| Aim |
Write out the passage of the book review that begins at the words "The lesson was" and stops after the words "is never simple.".

| Source text |
## START

The lesson was there were things you had to let go of, losses and mysteries you had to learn to live with.
Sue Miller‘s new book, The Arsonist, is about the biggest things that happen in the world and how anyone manages to keep going despite them, about the edges of the divides between us that we stand near and peer across, and most of all, about falling into or out of love, how easy and sudden and unexpected love creeps up on you or sprints away from you. Maybe, then, this is a book about how little control we really have in the world, and how coming to terms with that is never simple.
After 15 years of working for an NGO in Africa, Frankie has come home. She usually drops by for a visit, but this time she’s not sure she wants to go back. But how can she stay? She’s been setting up food stations, fighting hunger at refugee camps, and compared to where she was in the world, life in the quaint New Hampshire town her parents have retired to is a life of ease, abundance, and in the face of all the world’s plight, insignificance.

## END

| Dataset rows |
## START

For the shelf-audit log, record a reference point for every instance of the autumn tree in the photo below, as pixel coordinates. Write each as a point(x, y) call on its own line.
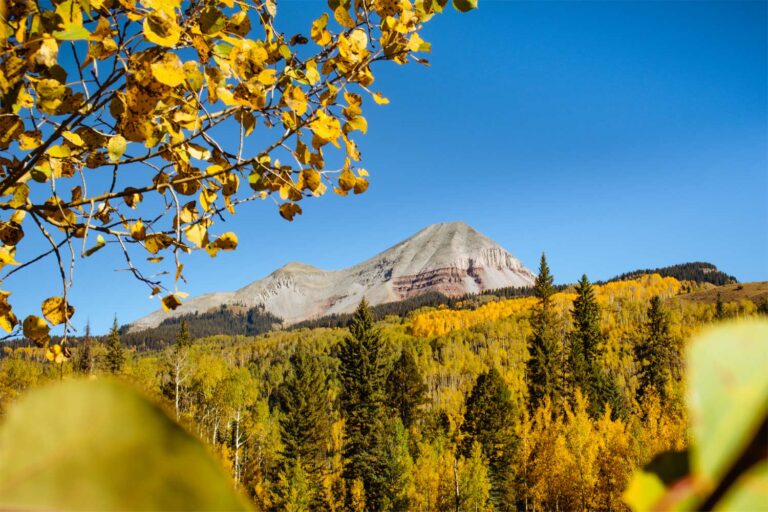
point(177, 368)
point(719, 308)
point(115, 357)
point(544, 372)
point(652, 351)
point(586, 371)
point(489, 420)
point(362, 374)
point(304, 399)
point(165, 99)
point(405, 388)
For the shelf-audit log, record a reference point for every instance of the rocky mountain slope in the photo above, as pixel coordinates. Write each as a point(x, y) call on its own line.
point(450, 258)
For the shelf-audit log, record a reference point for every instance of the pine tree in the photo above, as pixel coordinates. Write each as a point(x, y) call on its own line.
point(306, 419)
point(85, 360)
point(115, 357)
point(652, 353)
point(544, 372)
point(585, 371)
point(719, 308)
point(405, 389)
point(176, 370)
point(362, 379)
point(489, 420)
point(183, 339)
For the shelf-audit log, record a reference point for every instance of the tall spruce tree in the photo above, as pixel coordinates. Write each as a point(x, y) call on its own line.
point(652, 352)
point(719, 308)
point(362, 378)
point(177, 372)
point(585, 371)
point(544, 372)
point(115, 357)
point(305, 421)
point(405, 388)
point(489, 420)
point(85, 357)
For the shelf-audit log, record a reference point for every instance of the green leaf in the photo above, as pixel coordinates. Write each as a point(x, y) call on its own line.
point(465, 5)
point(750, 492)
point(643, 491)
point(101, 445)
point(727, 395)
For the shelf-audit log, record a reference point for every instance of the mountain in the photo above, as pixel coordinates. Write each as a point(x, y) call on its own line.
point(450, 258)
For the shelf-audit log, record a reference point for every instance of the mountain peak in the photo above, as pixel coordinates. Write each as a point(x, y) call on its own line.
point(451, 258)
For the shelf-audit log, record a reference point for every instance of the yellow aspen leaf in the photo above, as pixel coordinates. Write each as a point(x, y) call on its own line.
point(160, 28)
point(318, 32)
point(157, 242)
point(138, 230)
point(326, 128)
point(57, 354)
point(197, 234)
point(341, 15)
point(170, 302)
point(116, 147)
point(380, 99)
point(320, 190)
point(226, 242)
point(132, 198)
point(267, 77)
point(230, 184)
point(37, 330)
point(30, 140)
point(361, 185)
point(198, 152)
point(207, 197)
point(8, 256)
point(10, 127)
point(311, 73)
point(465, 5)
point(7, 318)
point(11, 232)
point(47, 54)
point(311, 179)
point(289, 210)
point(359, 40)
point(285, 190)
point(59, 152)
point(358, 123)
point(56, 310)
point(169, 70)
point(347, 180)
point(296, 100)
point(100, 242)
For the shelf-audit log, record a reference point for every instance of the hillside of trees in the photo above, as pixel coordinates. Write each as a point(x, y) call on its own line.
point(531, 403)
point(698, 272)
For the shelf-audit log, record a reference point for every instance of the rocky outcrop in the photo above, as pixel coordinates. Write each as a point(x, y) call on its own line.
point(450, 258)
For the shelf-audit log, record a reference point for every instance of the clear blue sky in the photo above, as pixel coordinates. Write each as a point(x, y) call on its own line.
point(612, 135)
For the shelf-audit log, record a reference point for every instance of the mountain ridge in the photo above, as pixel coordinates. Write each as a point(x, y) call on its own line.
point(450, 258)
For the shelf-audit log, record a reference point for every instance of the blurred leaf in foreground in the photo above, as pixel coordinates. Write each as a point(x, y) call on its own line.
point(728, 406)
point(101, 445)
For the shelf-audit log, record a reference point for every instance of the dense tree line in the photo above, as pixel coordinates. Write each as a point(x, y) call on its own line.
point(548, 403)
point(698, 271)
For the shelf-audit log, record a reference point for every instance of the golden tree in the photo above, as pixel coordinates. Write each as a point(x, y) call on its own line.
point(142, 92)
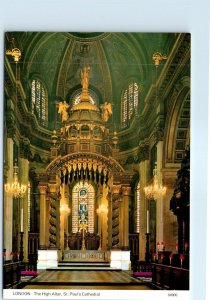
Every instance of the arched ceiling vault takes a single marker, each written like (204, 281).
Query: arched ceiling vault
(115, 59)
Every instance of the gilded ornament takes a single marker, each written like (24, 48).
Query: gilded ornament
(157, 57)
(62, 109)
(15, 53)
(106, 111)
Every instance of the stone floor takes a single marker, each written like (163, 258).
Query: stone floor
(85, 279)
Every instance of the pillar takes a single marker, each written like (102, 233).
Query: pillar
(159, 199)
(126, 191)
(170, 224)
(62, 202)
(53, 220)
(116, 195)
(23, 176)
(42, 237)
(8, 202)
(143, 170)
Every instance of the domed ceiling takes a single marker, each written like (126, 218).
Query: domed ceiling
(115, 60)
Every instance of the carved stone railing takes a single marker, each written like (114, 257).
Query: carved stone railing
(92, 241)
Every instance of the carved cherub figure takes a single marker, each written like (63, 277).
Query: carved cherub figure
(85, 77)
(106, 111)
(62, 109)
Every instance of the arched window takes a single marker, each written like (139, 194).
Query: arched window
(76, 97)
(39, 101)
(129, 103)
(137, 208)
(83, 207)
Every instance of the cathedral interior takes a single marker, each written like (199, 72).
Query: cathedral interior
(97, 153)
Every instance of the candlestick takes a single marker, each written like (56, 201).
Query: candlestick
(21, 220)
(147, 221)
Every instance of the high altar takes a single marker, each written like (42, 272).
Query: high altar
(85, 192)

## END

| Solved exercise |
The lesson was there were things you had to let go of, losses and mysteries you had to learn to live with.
Sue Miller‘s new book, The Arsonist, is about the biggest things that happen in the world and how anyone manages to keep going despite them, about the edges of the divides between us that we stand near and peer across, and most of all, about falling into or out of love, how easy and sudden and unexpected love creeps up on you or sprints away from you. Maybe, then, this is a book about how little control we really have in the world, and how coming to terms with that is never simple.